◆ **Passage**:
⟨
The numbers are in, and they don't lie. A new analysis of UK graduate earnings, leaked from the Department for Education's longitudinal database, confirms what many have suspected: a degree in economics or a STEM subject is your best bet for a fat paycheck. But the report also lays bare the brutal reality for arts and humanities graduates, who face a lifetime of playing catch-up.
Sources with access to the raw data say the median lifetime earnings for an economics graduate stand at £2.5 million, nearly double the £1.3 million for those with a degree in creative arts. Medicine and dentistry top the list at £3.2 million, but the real story is the dominance of economics and engineering, with the latter clocking in at £2.4 million.
"It's a tale of two labour markets," a senior economist at the Institute for Fiscal Studies told me, speaking on condition of anonymity. "The premium for STEM and economics is driven by demand in finance, tech, and pharmaceuticals. Meanwhile, arts graduates are competing for a shrinking pool of jobs in a sector that's been hollowed out by cuts."
The document, which I have obtained in full, runs to 47 pages and includes breakdowns by gender, region, and socioeconomic background. Unsurprisingly, it shows that even within high-earning fields, women still lag behind men. A female economics graduate earns 12 per cent less over her lifetime than her male counterpart, a gap that widens to 18 per cent in law.
⟩
◆ **Raw data**:
⟨
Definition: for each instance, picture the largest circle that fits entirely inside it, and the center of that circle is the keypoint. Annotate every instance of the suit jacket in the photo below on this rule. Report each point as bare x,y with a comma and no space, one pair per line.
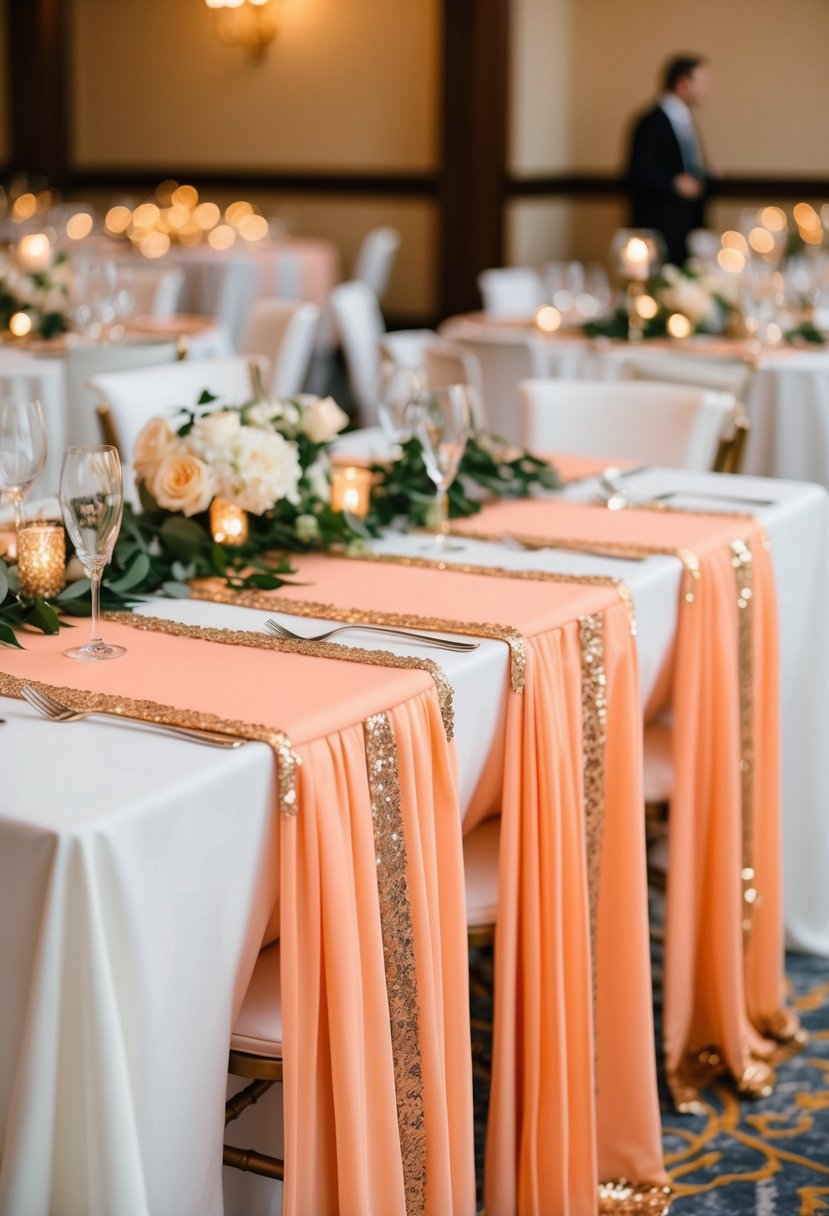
655,159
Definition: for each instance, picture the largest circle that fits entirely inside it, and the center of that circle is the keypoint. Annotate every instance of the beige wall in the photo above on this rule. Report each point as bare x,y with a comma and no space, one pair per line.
767,113
345,86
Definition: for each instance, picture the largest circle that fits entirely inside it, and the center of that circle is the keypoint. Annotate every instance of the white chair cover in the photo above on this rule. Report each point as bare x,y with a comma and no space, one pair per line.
376,259
136,397
503,365
659,423
85,362
512,291
282,331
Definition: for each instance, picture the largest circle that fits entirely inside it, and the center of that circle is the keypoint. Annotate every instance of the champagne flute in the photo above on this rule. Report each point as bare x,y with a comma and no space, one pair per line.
399,388
22,449
92,505
441,421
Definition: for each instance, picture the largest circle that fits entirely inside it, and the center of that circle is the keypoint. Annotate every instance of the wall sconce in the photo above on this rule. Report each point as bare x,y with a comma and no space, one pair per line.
244,23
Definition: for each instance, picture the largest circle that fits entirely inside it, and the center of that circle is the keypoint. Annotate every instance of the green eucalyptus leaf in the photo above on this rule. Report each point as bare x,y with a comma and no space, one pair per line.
136,573
7,636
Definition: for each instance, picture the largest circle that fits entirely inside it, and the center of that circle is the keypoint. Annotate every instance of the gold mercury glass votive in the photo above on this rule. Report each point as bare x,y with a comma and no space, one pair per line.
229,523
41,558
350,489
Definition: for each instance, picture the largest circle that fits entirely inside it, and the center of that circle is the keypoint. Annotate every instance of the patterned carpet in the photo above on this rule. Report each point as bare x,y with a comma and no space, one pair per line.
742,1158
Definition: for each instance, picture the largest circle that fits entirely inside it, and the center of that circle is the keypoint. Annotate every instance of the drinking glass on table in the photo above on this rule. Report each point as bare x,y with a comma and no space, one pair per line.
441,420
22,449
398,389
92,505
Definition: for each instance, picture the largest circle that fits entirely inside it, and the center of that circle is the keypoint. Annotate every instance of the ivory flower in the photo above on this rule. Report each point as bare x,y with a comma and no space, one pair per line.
182,483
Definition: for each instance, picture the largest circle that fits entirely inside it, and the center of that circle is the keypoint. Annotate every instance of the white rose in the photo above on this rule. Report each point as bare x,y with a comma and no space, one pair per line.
215,431
151,445
182,483
261,468
322,420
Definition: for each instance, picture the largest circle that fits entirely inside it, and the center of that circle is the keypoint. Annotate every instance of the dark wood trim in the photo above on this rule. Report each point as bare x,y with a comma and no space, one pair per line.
598,184
411,185
473,146
38,86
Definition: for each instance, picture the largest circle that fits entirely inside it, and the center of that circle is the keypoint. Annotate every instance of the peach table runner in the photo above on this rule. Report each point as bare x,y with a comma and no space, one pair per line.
574,1092
723,966
376,1025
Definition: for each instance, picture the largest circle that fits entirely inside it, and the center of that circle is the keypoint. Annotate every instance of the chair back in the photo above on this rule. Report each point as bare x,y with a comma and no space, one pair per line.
360,326
154,288
447,362
376,259
133,398
502,365
282,332
511,291
666,424
83,364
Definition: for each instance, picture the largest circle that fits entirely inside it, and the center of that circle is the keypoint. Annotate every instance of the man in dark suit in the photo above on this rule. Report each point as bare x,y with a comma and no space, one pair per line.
666,173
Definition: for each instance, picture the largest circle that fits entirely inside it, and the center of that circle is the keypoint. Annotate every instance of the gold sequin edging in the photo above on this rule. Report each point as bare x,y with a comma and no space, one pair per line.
398,953
169,715
315,649
269,602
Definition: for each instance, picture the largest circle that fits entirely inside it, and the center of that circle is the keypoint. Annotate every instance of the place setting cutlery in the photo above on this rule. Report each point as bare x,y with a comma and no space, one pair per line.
443,643
56,711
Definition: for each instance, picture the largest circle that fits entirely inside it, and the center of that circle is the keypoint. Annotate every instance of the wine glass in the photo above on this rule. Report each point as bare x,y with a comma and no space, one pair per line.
441,420
22,449
92,504
398,388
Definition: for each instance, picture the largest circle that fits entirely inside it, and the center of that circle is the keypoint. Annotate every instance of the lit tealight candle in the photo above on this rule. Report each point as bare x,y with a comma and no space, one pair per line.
636,259
34,252
350,489
41,559
229,523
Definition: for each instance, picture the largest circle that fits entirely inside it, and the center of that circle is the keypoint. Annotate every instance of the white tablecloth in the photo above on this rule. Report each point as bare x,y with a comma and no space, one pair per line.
24,372
131,938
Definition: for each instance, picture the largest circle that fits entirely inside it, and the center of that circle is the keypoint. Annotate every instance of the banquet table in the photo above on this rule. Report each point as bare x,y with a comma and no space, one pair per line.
787,388
225,283
41,372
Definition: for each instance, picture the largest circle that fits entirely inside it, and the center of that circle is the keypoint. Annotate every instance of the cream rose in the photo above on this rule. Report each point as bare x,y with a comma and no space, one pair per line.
182,483
322,420
152,444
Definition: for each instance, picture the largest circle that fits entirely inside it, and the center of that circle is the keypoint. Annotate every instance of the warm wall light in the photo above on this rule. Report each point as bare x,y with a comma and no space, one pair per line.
246,23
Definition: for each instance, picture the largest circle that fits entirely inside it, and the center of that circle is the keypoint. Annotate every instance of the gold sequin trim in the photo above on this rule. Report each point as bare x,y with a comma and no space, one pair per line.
169,715
315,649
624,1198
593,737
501,572
398,934
743,566
270,602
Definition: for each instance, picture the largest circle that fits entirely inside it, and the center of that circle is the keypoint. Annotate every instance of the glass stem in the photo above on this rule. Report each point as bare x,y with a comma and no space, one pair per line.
95,587
443,513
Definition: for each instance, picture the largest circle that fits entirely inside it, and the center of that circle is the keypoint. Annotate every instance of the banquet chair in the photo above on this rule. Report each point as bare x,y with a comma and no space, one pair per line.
658,423
505,362
129,399
255,1047
154,290
446,362
282,331
84,364
361,332
511,291
376,259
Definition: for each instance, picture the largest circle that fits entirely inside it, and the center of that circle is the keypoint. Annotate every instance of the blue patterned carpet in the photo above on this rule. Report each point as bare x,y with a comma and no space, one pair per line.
743,1158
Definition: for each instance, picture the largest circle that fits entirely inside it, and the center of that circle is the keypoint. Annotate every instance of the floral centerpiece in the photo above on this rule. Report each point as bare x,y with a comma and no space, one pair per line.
674,303
35,302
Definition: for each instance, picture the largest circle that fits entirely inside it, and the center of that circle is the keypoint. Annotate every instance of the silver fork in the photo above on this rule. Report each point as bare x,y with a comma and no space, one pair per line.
56,711
441,643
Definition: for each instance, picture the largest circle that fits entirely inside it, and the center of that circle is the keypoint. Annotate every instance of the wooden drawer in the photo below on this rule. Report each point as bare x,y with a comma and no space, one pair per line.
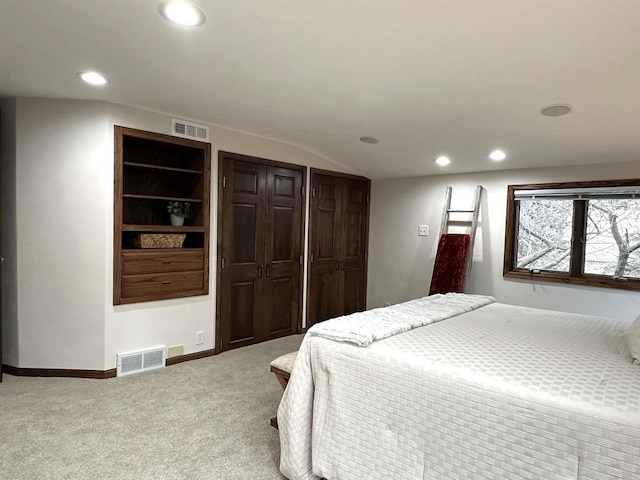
⟩
Print the stretch of the graduate earnings passage from "The numbers are" through "of playing catch-up.". Draw only on the passage about graduate earnings, not on the rows.

The numbers are in, and they don't lie. A new analysis of UK graduate earnings, leaked from the Department for Education's longitudinal database, confirms what many have suspected: a degree in economics or a STEM subject is your best bet for a fat paycheck. But the report also lays bare the brutal reality for arts and humanities graduates, who face a lifetime of playing catch-up.